(Beginning of Excerpt provided)
Faculty Research 1990 - 1999

Paroxysmal discharges in the EL mouse, a genetic model of epilepsy.

Document Type

Article

Publication Date

1997

Keywords

Comparative-Study, Dentate-Gyrus: pp, pa, Disease-Models-Animal, Epilepsy: pp, pa, Evoked-Potentials: ph, Hippocampus: pp, pa, Mice, SUPPORT-NON-U-S-GOVT, SUPPORT-U-S-GOVT-P-H-S, Time-Factors

First Page

266

Last Page

271

JAX Source

Brain Res 1997 Jun 20;760(1-2):266-71

Grant

NS20377/NS/NINDS, MH45961/MH/NIMH, NS31348/NS/NINDS

Abstract

The EL/Suz (EL) mouse is a strain that is highly susceptible to convulsive seizures after repeated sensory stimulation. Its control strain, DDY/Jc1 (DDY), is less susceptible under similar conditions. The seizure prone phenotype is the result of differences at several genetic loci. In vivo electrical recordings from the seizure prone EL mouse brain have shown that the appearance of abnormal discharges in the hippocampus are critical to the onset of generalized seizures, indicating that the hippocampus plays an important role in EL mouse seizure activity. In the present study, electrophysiological differences between EL and DDY mice (9-15 weeks of age) were examined by comparing field potentials recorded from the dentate granule cell layer of hippocampal brain slices from mice that had not been stimulated to induce seizures. In control physiological solution, no significant differences were observed in characteristics of perforant path evoked field potentials or in paired pulse depression of evoked field potentials using 20 to 300 ms interstimulus intervals. After 60 min of disinhibition following bicuculline (10 microM) exposure, however, prolonged large amplitude potentials, paroxysmal discharges, were evoked by perforant path stimulation in the dentate gyrus of EL mice but were absent in the DDY strain. Paroxysmal discharges were curtailed by APV and were similar to responses recorded from the dentate gyrus in hippocampal brain slices from temporal lobe epileptic patients. The field response to hilar stimulation was identical in both strains and was composed of a single population spike before and after bicuculline exposure. Mossy fiber terminals were not present in the molecular layer of either strain. We propose that the mechanisms leading to a greater likelihood of paroxysmal discharge generation in EL mouse may be important in the development and/or generation of epileptic seizures in this mouse strain and may be a significant phenotypic difference between the EL mouse and its parent strain.
(End of Excerpt provided)
▶ **Exercise requirements**
1 – According to the EL mouse abstract, what drug was used to cause disinhibition in the brain slices, and at what concentration?
2 – Based on the EL mouse abstract, decide whether each statement agrees with it. Answer yes or no, and quote the deciding words. (a) Paroxysmal discharges were evoked in DDY mice after bicuculline exposure. (b) The field response to hilar stimulation was the same in both strains. (c) Mossy fiber terminals were found in the molecular layer of EL mice.
(Beginning of Data extracts)
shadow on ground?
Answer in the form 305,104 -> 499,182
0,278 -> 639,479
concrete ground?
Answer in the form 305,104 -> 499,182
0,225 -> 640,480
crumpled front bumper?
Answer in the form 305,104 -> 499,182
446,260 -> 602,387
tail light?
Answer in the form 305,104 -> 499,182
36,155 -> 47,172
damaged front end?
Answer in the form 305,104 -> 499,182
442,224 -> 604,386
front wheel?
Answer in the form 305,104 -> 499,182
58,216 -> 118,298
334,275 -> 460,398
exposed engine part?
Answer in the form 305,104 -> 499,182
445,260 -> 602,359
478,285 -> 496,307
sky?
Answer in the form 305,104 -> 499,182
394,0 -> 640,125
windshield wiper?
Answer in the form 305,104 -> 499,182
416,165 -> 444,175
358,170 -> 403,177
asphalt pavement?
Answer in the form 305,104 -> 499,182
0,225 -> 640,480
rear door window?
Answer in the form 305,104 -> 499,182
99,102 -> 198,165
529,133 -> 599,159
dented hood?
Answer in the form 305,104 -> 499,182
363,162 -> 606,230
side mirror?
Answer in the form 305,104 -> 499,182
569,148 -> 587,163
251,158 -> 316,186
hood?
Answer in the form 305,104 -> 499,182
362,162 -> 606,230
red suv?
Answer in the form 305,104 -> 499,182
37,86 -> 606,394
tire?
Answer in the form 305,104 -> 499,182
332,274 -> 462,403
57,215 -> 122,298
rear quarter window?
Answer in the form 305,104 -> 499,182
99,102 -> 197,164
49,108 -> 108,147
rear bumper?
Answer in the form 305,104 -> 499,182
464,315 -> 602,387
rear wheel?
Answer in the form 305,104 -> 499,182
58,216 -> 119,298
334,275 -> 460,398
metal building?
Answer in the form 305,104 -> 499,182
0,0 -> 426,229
(End of Data extracts)
▶ **Results for the exercise**
1 – Bicuculline, at 10 microM.

2 –
(a) No: "were evoked by perforant path stimulation in the dentate gyrus of EL mice but were absent in the DDY strain"
(b) Yes: "The field response to hilar stimulation was identical in both strains"
(c) No: "Mossy fiber terminals were not present in the molecular layer of either strain."